## PROBLEM DETAILS
Copy each entry precisely as written, and do not carry over the pictures.

## MATERIAL FOR THIS EXERCISE
--------------------

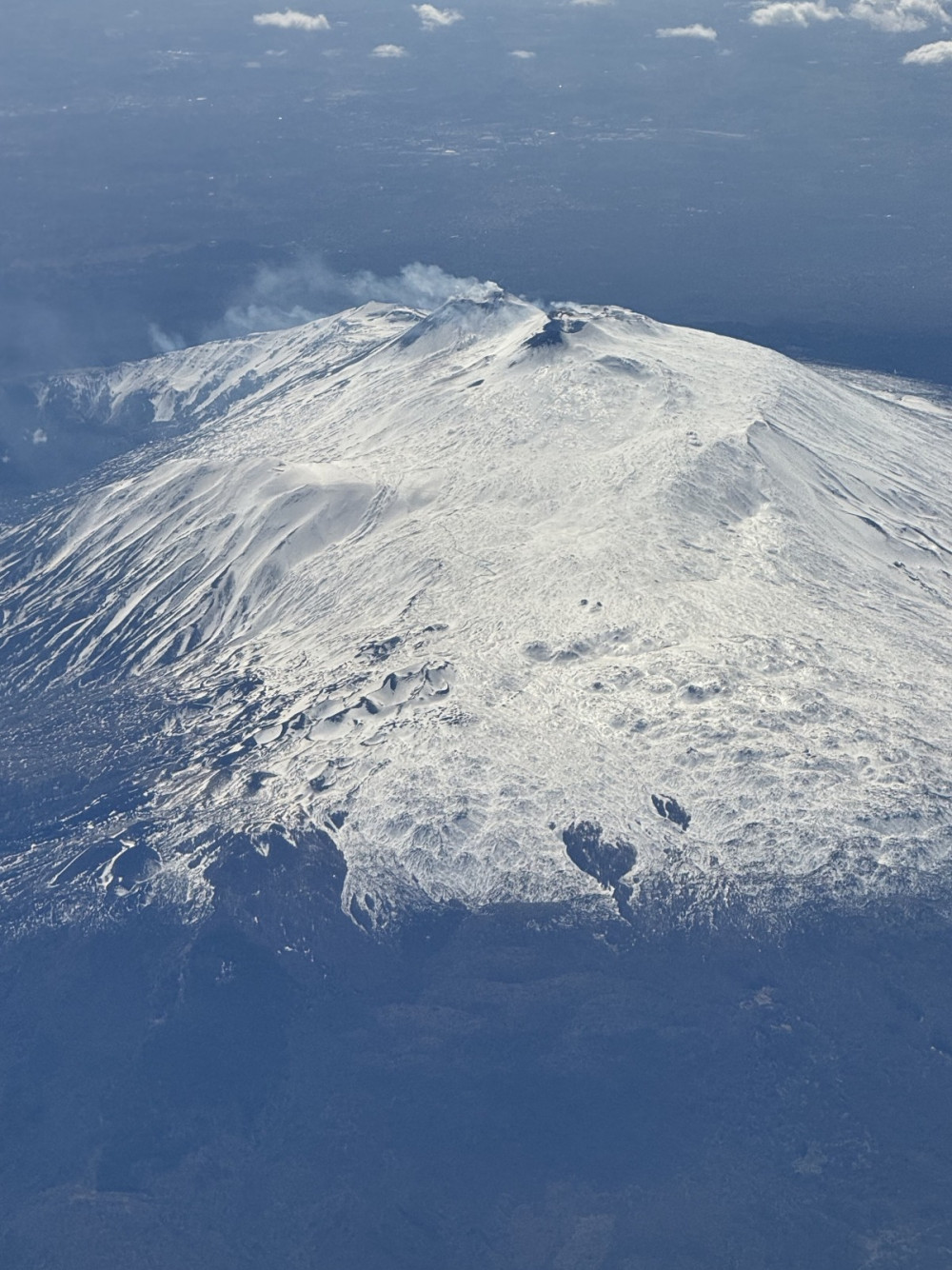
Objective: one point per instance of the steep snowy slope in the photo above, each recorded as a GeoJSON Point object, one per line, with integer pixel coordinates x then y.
{"type": "Point", "coordinates": [510, 605]}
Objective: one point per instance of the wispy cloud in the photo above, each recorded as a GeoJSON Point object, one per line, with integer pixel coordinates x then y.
{"type": "Point", "coordinates": [434, 18]}
{"type": "Point", "coordinates": [280, 297]}
{"type": "Point", "coordinates": [929, 55]}
{"type": "Point", "coordinates": [901, 14]}
{"type": "Point", "coordinates": [794, 13]}
{"type": "Point", "coordinates": [693, 32]}
{"type": "Point", "coordinates": [292, 21]}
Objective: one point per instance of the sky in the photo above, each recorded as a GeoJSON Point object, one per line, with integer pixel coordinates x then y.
{"type": "Point", "coordinates": [777, 170]}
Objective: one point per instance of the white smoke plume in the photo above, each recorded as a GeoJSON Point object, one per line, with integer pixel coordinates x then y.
{"type": "Point", "coordinates": [288, 296]}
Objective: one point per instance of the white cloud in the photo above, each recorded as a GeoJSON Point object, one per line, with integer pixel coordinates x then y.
{"type": "Point", "coordinates": [794, 13]}
{"type": "Point", "coordinates": [901, 14]}
{"type": "Point", "coordinates": [292, 21]}
{"type": "Point", "coordinates": [929, 55]}
{"type": "Point", "coordinates": [300, 292]}
{"type": "Point", "coordinates": [434, 18]}
{"type": "Point", "coordinates": [696, 32]}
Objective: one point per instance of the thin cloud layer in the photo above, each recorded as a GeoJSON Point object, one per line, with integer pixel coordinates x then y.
{"type": "Point", "coordinates": [433, 18]}
{"type": "Point", "coordinates": [929, 55]}
{"type": "Point", "coordinates": [292, 21]}
{"type": "Point", "coordinates": [901, 14]}
{"type": "Point", "coordinates": [794, 13]}
{"type": "Point", "coordinates": [695, 32]}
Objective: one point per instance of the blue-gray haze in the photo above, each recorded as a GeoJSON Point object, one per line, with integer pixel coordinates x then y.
{"type": "Point", "coordinates": [506, 1090]}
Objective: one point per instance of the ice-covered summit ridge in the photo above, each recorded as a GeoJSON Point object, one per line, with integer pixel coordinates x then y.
{"type": "Point", "coordinates": [446, 586]}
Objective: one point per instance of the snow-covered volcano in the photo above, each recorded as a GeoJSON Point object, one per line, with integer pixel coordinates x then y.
{"type": "Point", "coordinates": [512, 605]}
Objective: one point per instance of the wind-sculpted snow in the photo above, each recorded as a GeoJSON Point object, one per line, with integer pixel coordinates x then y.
{"type": "Point", "coordinates": [509, 605]}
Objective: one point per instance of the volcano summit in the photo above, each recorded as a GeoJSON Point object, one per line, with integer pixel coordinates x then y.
{"type": "Point", "coordinates": [486, 605]}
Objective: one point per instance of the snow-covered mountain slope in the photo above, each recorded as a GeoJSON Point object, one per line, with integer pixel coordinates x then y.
{"type": "Point", "coordinates": [512, 605]}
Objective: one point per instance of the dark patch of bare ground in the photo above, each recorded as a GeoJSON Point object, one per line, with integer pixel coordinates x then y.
{"type": "Point", "coordinates": [493, 1092]}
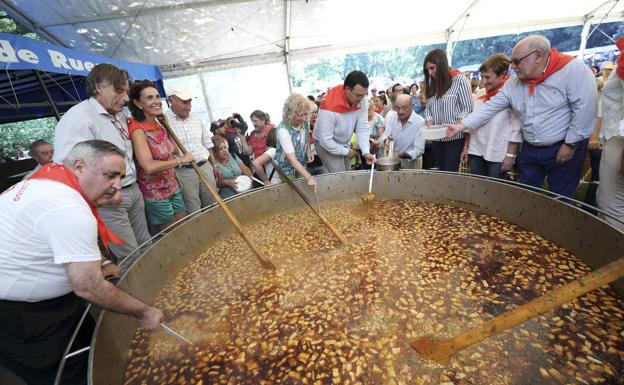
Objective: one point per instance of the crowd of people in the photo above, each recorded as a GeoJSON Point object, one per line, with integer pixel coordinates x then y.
{"type": "Point", "coordinates": [110, 180]}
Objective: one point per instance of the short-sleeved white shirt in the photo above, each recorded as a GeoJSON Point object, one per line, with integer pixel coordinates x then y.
{"type": "Point", "coordinates": [45, 225]}
{"type": "Point", "coordinates": [194, 136]}
{"type": "Point", "coordinates": [89, 120]}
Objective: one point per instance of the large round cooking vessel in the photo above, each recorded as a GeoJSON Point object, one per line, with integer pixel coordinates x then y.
{"type": "Point", "coordinates": [588, 237]}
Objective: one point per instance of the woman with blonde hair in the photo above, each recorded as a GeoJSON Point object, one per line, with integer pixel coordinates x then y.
{"type": "Point", "coordinates": [293, 147]}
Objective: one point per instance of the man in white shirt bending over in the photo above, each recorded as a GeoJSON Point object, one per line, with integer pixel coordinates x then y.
{"type": "Point", "coordinates": [344, 110]}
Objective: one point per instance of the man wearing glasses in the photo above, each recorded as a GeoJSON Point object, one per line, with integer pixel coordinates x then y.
{"type": "Point", "coordinates": [556, 99]}
{"type": "Point", "coordinates": [102, 117]}
{"type": "Point", "coordinates": [344, 110]}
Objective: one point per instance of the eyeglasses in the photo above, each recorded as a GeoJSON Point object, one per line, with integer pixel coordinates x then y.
{"type": "Point", "coordinates": [518, 61]}
{"type": "Point", "coordinates": [120, 128]}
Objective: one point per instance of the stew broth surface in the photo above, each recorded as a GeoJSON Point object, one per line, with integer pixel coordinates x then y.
{"type": "Point", "coordinates": [332, 314]}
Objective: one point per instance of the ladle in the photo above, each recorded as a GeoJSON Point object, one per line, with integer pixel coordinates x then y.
{"type": "Point", "coordinates": [259, 254]}
{"type": "Point", "coordinates": [331, 227]}
{"type": "Point", "coordinates": [441, 350]}
{"type": "Point", "coordinates": [370, 196]}
{"type": "Point", "coordinates": [172, 332]}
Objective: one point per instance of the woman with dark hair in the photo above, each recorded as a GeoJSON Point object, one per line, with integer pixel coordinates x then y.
{"type": "Point", "coordinates": [492, 148]}
{"type": "Point", "coordinates": [153, 150]}
{"type": "Point", "coordinates": [449, 99]}
{"type": "Point", "coordinates": [231, 168]}
{"type": "Point", "coordinates": [262, 164]}
{"type": "Point", "coordinates": [380, 102]}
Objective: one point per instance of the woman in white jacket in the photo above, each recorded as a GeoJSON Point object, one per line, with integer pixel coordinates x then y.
{"type": "Point", "coordinates": [492, 148]}
{"type": "Point", "coordinates": [611, 188]}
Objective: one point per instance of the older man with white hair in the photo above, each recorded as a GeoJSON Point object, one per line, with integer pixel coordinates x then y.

--------------------

## RESPONSE TO THIS EXERCISE
Objective: one point per instance of the steep snowy slope in the photo above, each recorded as a GeoJSON Point object, one per line, with integer pixel coordinates x then y.
{"type": "Point", "coordinates": [510, 605]}
Objective: one point per instance of the wispy cloud in the photo above, each recorded as a GeoJSON Point object, one per line, with integer pixel coordinates x then y.
{"type": "Point", "coordinates": [434, 18]}
{"type": "Point", "coordinates": [280, 297]}
{"type": "Point", "coordinates": [929, 55]}
{"type": "Point", "coordinates": [901, 14]}
{"type": "Point", "coordinates": [794, 13]}
{"type": "Point", "coordinates": [693, 32]}
{"type": "Point", "coordinates": [292, 21]}
Objective: one point per instance of the sky in the photo above, each recorded as a GeoJSON Point object, one per line, with integer pixel coordinates x then y.
{"type": "Point", "coordinates": [777, 170]}
Objective: one point per instance of the white smoke plume in the photo above, each recorded as a GeoJSON Point object, one per line, with integer pixel coordinates x then y.
{"type": "Point", "coordinates": [288, 296]}
Objective: one point per instance of the white cloud in the photo above, each recorded as a GeoJSON Point object, one per line, with integer pixel coordinates x then y.
{"type": "Point", "coordinates": [794, 13]}
{"type": "Point", "coordinates": [901, 14]}
{"type": "Point", "coordinates": [292, 21]}
{"type": "Point", "coordinates": [929, 55]}
{"type": "Point", "coordinates": [300, 292]}
{"type": "Point", "coordinates": [434, 18]}
{"type": "Point", "coordinates": [696, 32]}
Objective: one point per instance of the thin cloud layer in the photo above, each recorded as a GeoJSON Point object, one per line, with integer pixel coordinates x then y.
{"type": "Point", "coordinates": [433, 18]}
{"type": "Point", "coordinates": [929, 55]}
{"type": "Point", "coordinates": [292, 21]}
{"type": "Point", "coordinates": [901, 14]}
{"type": "Point", "coordinates": [794, 13]}
{"type": "Point", "coordinates": [695, 32]}
Objective: one point per instance of the blue-gray haze in the photo above, each recorded as a GeoJSON Point object, one per line, with integer pixel coordinates x then y.
{"type": "Point", "coordinates": [506, 1090]}
Objective: one point per instance of the ice-covered summit ridge in the photo above, each recorded as a GeoJSON Point object, one per line, with integer pixel coordinates x then y.
{"type": "Point", "coordinates": [446, 586]}
Objective: one point per instance of the snow-covered volcano in the photo above, each recorded as a GeoJSON Point object, one per line, with integer pixel coordinates x then y.
{"type": "Point", "coordinates": [512, 605]}
Objective: one point per instance of the wind-sculpted snow in the photo above, each recorded as a GeoJSON Point object, one per line, with integer pixel coordinates x then y.
{"type": "Point", "coordinates": [509, 605]}
Objective: one point per instance of the volcano summit in the photo above, each recorded as a GeoJSON Point object, one per line, with integer pixel coordinates x then y.
{"type": "Point", "coordinates": [486, 605]}
Objective: one point per instance of the snow-covered mountain slope in the photo above, each recorded as a GeoJSON Point object, one per line, with integer pixel coordinates x then y.
{"type": "Point", "coordinates": [512, 605]}
Objective: one point per instance of the dark patch of bare ground in the photo above, each recorded as a GeoJSON Point object, one per line, with integer pixel coordinates x then y.
{"type": "Point", "coordinates": [493, 1092]}
Objective: one point per instance of the crowd of people in the photo above, each recorded as a GeoJSON Point object, one per line, with integer pixel coordinates x then y.
{"type": "Point", "coordinates": [110, 180]}
Objective: one point per instance of the short-sleeved white shirt in the photo above, each recorded as a GeoJSON Point object, one per line, with integer pixel coordinates x then y.
{"type": "Point", "coordinates": [45, 225]}
{"type": "Point", "coordinates": [194, 136]}
{"type": "Point", "coordinates": [89, 120]}
Objective: one point per instance of the large round cooking vessel in the photo above, each recorded as a GeoJSON Point object, one per line, with integer pixel coordinates x then y.
{"type": "Point", "coordinates": [588, 237]}
Objective: one point per instance of the woman with blonde hair in the photo above, each recorded as a GeoJSON Point object, one per line, with integer pixel coordinates x then y.
{"type": "Point", "coordinates": [293, 147]}
Objective: one point per instance of the man in white shirt bending over in the photo above, each recorded as a GeoJSON Point object, one per line, with integer pixel coordinates x then y.
{"type": "Point", "coordinates": [344, 110]}
Objective: one point per instance of the man wearing glasses in the photo above, each recorded as a GeoJSON Point object, one per line, with integer pixel coordinates x then y.
{"type": "Point", "coordinates": [556, 99]}
{"type": "Point", "coordinates": [102, 117]}
{"type": "Point", "coordinates": [344, 110]}
Objective: one point per instance of the eyeglasses in the photo above, each recorded as a GeoJSON Point object, one per line, with integer pixel coordinates x then y.
{"type": "Point", "coordinates": [518, 61]}
{"type": "Point", "coordinates": [120, 128]}
Objective: one point per instance of the stew broth surface in the photo above, each recorded as a GeoJSON Point object, one per line, with integer pixel coordinates x then y.
{"type": "Point", "coordinates": [332, 314]}
Objective: one point per instance of the ladle in the photo above, each recorded as a GeoJSON Point object, one per line, with integer pixel coordinates x then y.
{"type": "Point", "coordinates": [259, 254]}
{"type": "Point", "coordinates": [331, 227]}
{"type": "Point", "coordinates": [441, 350]}
{"type": "Point", "coordinates": [370, 196]}
{"type": "Point", "coordinates": [172, 332]}
Objective: one point per instance of the woman with dark hair in the photo above, each recorded as a GeoJSON Point object, one per line, with integer pixel coordinates x then y.
{"type": "Point", "coordinates": [492, 148]}
{"type": "Point", "coordinates": [153, 150]}
{"type": "Point", "coordinates": [449, 99]}
{"type": "Point", "coordinates": [231, 168]}
{"type": "Point", "coordinates": [262, 164]}
{"type": "Point", "coordinates": [380, 102]}
Objective: one point per instance of the woman in white jacket in the photo above, each recorded as a GeoJSON Point object, one per line, with integer pixel coordinates x then y.
{"type": "Point", "coordinates": [492, 148]}
{"type": "Point", "coordinates": [611, 188]}
Objective: one point per instance of the older man with white hair in the photo above, each recorded as a GeoJSON Point object, one per line, with integer pixel coordinates x then y.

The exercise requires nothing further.